══ Material for this task

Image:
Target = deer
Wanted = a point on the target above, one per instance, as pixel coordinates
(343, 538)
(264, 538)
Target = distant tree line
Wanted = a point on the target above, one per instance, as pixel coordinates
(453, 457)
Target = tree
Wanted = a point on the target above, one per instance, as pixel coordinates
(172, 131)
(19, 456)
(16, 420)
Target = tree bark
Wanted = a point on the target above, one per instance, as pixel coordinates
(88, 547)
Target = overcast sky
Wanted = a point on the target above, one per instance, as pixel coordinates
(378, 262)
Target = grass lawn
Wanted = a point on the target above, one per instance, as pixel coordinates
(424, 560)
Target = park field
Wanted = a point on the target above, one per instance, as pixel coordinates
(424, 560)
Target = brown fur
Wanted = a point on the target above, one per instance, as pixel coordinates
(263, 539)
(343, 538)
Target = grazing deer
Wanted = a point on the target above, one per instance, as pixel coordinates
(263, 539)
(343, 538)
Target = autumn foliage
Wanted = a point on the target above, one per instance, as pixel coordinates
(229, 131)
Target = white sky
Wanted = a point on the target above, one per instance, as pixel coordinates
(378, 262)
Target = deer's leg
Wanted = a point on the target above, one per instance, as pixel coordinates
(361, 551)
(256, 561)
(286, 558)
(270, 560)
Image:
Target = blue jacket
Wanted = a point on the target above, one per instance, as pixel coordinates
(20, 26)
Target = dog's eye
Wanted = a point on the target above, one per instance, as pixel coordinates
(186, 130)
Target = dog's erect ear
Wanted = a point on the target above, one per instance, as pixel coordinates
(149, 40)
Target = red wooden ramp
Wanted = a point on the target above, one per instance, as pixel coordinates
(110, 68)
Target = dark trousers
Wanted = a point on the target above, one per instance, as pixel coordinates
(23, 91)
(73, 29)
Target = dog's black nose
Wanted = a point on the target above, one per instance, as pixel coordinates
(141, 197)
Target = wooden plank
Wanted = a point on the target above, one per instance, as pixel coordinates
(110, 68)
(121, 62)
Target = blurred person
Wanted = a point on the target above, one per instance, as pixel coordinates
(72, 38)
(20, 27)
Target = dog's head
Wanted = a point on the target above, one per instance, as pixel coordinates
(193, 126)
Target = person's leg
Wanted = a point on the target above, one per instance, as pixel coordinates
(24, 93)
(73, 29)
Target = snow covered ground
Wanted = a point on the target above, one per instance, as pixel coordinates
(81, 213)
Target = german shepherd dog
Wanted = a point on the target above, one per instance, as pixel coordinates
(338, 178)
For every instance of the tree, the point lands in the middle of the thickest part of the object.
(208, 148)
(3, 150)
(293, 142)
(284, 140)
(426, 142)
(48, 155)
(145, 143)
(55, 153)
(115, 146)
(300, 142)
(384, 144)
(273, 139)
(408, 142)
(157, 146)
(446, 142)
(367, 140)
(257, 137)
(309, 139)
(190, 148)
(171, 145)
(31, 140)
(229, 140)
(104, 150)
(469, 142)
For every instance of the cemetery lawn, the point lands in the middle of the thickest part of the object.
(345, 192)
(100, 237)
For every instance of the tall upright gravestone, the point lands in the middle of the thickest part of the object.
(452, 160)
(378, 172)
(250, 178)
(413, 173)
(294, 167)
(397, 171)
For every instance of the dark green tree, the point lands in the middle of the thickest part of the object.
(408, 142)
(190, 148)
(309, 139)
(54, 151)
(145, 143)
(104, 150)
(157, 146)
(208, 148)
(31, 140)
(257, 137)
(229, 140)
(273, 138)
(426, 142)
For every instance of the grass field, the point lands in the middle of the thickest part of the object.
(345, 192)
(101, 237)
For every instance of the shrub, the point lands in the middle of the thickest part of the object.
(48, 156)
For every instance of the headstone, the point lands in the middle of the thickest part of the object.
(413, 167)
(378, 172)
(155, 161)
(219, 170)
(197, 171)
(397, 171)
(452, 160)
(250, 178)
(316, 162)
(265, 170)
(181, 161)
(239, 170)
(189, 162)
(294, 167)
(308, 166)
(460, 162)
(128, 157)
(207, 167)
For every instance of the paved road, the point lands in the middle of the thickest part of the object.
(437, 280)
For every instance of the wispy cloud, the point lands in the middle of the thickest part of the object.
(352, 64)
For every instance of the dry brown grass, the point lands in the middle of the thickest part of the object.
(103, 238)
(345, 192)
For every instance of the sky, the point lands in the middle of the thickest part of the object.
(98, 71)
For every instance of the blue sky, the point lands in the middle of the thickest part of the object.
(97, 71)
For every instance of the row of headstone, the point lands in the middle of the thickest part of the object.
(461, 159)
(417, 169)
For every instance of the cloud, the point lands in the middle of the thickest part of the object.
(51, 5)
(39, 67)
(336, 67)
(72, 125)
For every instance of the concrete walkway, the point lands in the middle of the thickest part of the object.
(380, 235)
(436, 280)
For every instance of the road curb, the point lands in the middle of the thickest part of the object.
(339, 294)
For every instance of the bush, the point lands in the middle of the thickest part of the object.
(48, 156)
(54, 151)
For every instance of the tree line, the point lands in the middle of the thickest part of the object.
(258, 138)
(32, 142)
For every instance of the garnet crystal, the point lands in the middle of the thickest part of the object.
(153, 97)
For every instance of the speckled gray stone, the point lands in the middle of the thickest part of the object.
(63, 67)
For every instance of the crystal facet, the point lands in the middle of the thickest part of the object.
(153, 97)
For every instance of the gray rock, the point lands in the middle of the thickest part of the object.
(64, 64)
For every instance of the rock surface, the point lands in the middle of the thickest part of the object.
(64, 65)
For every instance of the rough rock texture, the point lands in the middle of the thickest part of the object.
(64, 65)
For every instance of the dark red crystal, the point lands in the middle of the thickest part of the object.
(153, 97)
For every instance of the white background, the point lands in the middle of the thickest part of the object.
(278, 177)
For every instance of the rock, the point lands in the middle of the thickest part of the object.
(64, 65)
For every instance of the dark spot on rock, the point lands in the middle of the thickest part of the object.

════

Set task ->
Reproduce the records above word for word, from the first line to the last.

Worked solution ->
Image:
Target = deer
Wanted = a point on the target above, one per instance, as pixel coordinates
(343, 538)
(264, 538)
Target = distant tree line
Wanted = a point on the target above, one per instance, as pixel coordinates
(453, 457)
Target = tree
Wanted = a point on the target above, one per instance, as pixel coordinates
(172, 131)
(19, 456)
(16, 420)
Target = tree bark
Wanted = a point on the target above, one per instance, as pixel coordinates
(88, 547)
Target = overcast sky
Wanted = a point on the target above, one per instance, as pixel coordinates
(378, 262)
Target = grass lawn
Wanted = a point on the target above, one per instance, as pixel coordinates
(424, 560)
Target = park field
Wanted = a point on the target above, one per instance, as pixel coordinates
(424, 560)
Target = brown fur
Wanted = a point on the target above, one per instance, as pixel coordinates
(263, 539)
(343, 538)
Target = grazing deer
Wanted = a point on the target above, one per instance, as pixel coordinates
(263, 539)
(343, 538)
Target = autumn foliage
Wanted = a point on the target above, one per instance, as pixel coordinates
(229, 131)
Target = white sky
Wanted = a point on the target above, one per instance, as pixel coordinates
(378, 262)
Target = deer's leg
Wanted = a point on the target above, one per instance, as pixel coordinates
(361, 551)
(256, 561)
(286, 558)
(270, 560)
Image:
Target = blue jacket
Wanted = a point on the target above, one per instance, as pixel coordinates
(20, 26)
Target = dog's eye
Wanted = a point on the target above, one per instance, as pixel coordinates
(186, 130)
Target = dog's erect ear
Wanted = a point on the target above, one per instance, as pixel coordinates
(149, 40)
Target = red wooden ramp
Wanted = a point on the target above, one per instance, as pixel coordinates
(110, 68)
Target = dark trousers
Wanted = a point on the target above, one per instance, as pixel coordinates
(23, 91)
(73, 29)
Target = dog's black nose
Wanted = a point on the target above, one per instance, as pixel coordinates
(141, 197)
Target = wooden plank
Wanted = a point on the target above, one per instance, as pixel coordinates
(110, 68)
(121, 62)
Target = blurred person
Wanted = a point on the target above, one per instance, as pixel coordinates
(72, 38)
(20, 27)
Target = dog's head
Wanted = a point on the target above, one per instance, as pixel coordinates
(193, 126)
Target = person's leg
Wanted = a point on the target above, one per instance, as pixel coordinates
(24, 93)
(73, 29)
Target = snow covered ground
Wanted = a point on the target above, one per instance, as pixel coordinates
(81, 213)
Target = german shepherd dog
Wanted = a point on the target above, one per instance, as pixel coordinates
(338, 178)
For every instance of the tree, the point lands in the middle of the thickest part of the object.
(208, 148)
(3, 150)
(293, 142)
(284, 140)
(426, 142)
(48, 155)
(145, 143)
(55, 153)
(115, 146)
(300, 142)
(384, 144)
(273, 139)
(408, 142)
(157, 146)
(446, 142)
(367, 140)
(257, 137)
(309, 139)
(190, 148)
(171, 145)
(31, 140)
(229, 140)
(104, 150)
(469, 142)
For every instance of the cemetery lawn, the point lands in the middle of the thickest part of the object.
(345, 192)
(100, 237)
For every instance of the tall upright gravestone, the point lands in the middle of the thickest part of the object.
(452, 160)
(378, 172)
(250, 178)
(413, 173)
(294, 167)
(397, 171)
For every instance of the dark green tree, the point lands in the middle of the thickest part of the object.
(408, 142)
(190, 148)
(309, 139)
(54, 151)
(145, 143)
(104, 150)
(157, 146)
(208, 148)
(31, 140)
(257, 137)
(229, 140)
(273, 138)
(426, 142)
For every instance of the grass field, the point lands in the middle of the thickest part of the object.
(345, 192)
(101, 237)
For every instance of the shrub, the point lands in the middle of the thickest part of the object.
(48, 156)
For every instance of the headstone, the point lands in the middle of the thickest part of the object.
(413, 167)
(378, 172)
(155, 161)
(219, 170)
(197, 171)
(397, 171)
(452, 160)
(250, 178)
(316, 162)
(265, 170)
(181, 161)
(239, 170)
(189, 162)
(294, 167)
(308, 166)
(460, 162)
(128, 157)
(207, 167)
For every instance of the paved road, the point lands in the middle of the thickest part of the object.
(437, 280)
For every instance of the wispy cloud, the point lands in the middle of the thickest part of the object.
(352, 64)
For every instance of the dry brown grass, the point lands in the middle of the thickest part of the object.
(103, 238)
(345, 192)
For every instance of the sky, the point lands in the middle of the thickest part of the object.
(98, 71)
For every instance of the blue sky, the point lands in the middle of the thickest part of the object.
(97, 71)
For every instance of the row of headstone, the point lands in the middle of the thickest part of the object.
(461, 159)
(417, 169)
For every instance of the cloud, the point lands in the middle of the thickest part of the object.
(51, 5)
(39, 67)
(336, 67)
(72, 125)
For every instance of the concrete walkway, the point lands in the middle of the thickest part of the object.
(380, 235)
(436, 280)
For every instance of the road curb, the point lands in the middle of the thickest part of the object.
(339, 294)
For every instance of the bush, the point lands in the middle of the thickest part of the object.
(48, 156)
(54, 151)
For every instance of the tree line, the point lands in the middle of the thickest part of the object.
(258, 138)
(32, 142)
For every instance of the garnet crystal, the point lands in the middle of the thickest part of the object.
(153, 97)
For every instance of the speckled gray stone, the point lands in the middle of the thickest part of the object.
(63, 67)
For every instance of the crystal facet, the point lands in the middle of the thickest part of the object.
(153, 97)
For every instance of the gray rock, the point lands in the middle of the thickest part of the object.
(64, 64)
For every instance of the rock surface, the point lands in the middle of the thickest part of the object.
(64, 65)
For every instance of the rough rock texture, the point lands in the middle of the thickest part of the object.
(64, 65)
For every instance of the dark red crystal, the point lands in the middle of the thickest part of the object.
(153, 97)
For every instance of the white background, the point lands in the middle of the thickest part of the object.
(278, 177)
For every instance of the rock, the point lands in the middle of the thickest part of the object.
(64, 65)
For every instance of the dark spot on rock, the point lands in the middle of the thickest part of the object.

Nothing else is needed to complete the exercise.